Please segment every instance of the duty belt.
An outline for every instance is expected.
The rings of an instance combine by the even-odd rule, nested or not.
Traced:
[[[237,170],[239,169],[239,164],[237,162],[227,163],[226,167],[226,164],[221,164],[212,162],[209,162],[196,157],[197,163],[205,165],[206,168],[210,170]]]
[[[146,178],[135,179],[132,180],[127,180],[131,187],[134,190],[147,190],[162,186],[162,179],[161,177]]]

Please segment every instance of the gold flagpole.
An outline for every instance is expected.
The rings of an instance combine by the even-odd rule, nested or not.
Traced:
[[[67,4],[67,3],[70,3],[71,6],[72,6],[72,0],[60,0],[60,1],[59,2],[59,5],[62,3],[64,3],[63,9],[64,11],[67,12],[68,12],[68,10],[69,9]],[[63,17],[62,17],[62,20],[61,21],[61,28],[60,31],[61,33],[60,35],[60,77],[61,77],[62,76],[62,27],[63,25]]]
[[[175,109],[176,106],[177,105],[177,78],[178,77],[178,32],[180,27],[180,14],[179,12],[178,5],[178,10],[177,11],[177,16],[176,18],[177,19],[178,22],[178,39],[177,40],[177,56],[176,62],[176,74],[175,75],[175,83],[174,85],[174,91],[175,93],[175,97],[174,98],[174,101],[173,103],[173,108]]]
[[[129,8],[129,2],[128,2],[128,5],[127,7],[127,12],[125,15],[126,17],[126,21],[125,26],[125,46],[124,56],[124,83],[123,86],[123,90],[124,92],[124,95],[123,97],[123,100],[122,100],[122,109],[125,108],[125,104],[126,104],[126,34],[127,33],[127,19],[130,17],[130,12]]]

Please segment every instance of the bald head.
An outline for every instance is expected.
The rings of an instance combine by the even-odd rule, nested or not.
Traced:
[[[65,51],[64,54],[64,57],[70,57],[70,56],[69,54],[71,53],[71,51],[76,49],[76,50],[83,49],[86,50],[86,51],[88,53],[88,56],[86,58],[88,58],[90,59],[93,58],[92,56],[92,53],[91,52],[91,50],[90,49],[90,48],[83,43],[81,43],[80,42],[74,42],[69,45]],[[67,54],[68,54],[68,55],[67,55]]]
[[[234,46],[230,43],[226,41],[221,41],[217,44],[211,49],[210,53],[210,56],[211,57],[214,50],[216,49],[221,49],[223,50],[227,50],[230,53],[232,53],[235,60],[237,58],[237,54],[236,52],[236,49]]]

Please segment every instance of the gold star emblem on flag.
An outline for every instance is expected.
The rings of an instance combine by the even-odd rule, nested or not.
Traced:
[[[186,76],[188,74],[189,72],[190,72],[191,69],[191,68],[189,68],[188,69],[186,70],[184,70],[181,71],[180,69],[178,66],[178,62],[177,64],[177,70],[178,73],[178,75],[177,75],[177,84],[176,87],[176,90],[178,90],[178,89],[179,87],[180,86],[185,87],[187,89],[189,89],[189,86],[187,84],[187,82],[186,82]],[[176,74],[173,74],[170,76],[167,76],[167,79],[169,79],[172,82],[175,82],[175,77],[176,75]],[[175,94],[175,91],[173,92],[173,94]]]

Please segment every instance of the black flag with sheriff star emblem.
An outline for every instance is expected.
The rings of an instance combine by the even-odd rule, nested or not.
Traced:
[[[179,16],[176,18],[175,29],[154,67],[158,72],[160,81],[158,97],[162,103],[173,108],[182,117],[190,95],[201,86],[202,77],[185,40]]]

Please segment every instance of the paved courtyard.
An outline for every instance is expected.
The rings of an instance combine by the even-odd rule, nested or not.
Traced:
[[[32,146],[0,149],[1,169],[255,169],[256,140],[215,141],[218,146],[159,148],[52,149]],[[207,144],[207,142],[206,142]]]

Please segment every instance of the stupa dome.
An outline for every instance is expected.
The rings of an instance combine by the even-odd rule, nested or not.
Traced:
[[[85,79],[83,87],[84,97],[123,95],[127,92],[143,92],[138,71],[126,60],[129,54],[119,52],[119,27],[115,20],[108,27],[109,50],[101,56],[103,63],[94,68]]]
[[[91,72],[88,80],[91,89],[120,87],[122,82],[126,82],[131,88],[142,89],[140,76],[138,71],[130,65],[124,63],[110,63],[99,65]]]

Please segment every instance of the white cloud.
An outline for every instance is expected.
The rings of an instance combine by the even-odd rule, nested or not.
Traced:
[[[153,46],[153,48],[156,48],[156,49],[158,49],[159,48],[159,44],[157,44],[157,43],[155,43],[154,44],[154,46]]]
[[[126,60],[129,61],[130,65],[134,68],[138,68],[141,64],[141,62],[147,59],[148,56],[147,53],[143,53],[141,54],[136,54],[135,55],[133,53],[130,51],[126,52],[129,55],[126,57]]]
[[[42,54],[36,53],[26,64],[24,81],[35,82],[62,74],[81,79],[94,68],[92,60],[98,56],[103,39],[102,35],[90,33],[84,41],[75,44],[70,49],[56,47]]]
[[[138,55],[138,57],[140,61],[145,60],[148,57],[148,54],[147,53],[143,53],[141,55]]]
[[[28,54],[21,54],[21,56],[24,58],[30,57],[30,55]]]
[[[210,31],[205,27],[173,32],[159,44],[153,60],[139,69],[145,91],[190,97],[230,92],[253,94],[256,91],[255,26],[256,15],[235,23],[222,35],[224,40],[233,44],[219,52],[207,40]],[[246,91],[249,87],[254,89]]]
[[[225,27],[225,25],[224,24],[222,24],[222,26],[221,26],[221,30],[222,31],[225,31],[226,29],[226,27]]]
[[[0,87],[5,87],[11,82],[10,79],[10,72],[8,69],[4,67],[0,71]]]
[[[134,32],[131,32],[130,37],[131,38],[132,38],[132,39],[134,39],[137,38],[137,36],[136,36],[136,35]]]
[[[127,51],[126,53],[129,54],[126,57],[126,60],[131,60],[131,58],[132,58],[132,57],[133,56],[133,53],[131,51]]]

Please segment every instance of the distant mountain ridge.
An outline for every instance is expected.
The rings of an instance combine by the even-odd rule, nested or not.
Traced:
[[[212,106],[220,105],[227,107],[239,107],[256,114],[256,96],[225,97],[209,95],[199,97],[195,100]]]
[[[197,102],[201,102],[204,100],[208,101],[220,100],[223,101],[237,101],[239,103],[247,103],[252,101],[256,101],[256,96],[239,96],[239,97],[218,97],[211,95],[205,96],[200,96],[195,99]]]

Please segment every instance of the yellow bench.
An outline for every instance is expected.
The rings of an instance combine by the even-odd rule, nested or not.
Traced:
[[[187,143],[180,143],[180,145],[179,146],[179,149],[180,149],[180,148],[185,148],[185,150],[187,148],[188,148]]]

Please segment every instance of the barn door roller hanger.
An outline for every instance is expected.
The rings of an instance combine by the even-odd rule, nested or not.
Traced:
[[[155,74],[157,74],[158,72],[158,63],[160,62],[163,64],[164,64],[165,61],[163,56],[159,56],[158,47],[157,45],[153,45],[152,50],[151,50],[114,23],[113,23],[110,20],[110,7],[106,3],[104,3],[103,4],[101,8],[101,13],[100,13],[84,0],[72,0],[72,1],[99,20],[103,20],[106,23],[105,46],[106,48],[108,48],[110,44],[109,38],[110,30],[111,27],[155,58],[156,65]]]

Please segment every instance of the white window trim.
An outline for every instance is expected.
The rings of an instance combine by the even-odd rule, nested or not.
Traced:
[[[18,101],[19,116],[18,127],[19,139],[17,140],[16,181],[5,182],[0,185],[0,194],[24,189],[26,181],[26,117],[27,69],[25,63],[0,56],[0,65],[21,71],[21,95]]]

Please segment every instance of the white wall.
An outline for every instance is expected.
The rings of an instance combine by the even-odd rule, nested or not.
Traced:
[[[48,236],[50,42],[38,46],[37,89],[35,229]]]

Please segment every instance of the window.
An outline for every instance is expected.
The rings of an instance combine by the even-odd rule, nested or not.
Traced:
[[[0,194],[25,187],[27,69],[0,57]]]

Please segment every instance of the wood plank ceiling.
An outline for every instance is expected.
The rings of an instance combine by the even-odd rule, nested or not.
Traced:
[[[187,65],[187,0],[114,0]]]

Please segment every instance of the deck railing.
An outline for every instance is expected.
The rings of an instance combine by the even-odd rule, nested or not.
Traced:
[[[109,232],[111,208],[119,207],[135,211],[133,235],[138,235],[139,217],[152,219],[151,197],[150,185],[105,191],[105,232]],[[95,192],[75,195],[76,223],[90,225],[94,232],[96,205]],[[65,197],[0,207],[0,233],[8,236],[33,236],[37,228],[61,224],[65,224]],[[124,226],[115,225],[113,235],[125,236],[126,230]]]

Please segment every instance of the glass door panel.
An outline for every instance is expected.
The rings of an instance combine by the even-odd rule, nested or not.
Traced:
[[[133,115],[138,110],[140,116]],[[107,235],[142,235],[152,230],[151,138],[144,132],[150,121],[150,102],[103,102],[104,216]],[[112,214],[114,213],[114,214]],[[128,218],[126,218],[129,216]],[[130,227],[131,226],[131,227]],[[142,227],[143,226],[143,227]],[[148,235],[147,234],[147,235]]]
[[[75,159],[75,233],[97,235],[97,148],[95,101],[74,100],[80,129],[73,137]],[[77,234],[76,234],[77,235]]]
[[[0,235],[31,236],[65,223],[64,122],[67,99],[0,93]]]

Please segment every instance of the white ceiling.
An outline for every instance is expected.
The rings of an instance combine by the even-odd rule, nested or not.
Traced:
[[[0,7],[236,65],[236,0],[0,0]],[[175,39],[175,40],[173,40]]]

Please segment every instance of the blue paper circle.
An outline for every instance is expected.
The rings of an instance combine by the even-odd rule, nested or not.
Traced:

- _Directions for this task_
Copy the stretch of the listing above from the line containing "Please segment every instance of the wood" through the line containing "[[[187,65],[187,0],[114,0]]]", character for character.

- _Answer_
Please segment every instance of the wood plank ceiling.
An outline for every instance is expected.
The rings of an instance combine by the even-odd rule, nested or not.
Traced:
[[[187,65],[187,0],[114,0]]]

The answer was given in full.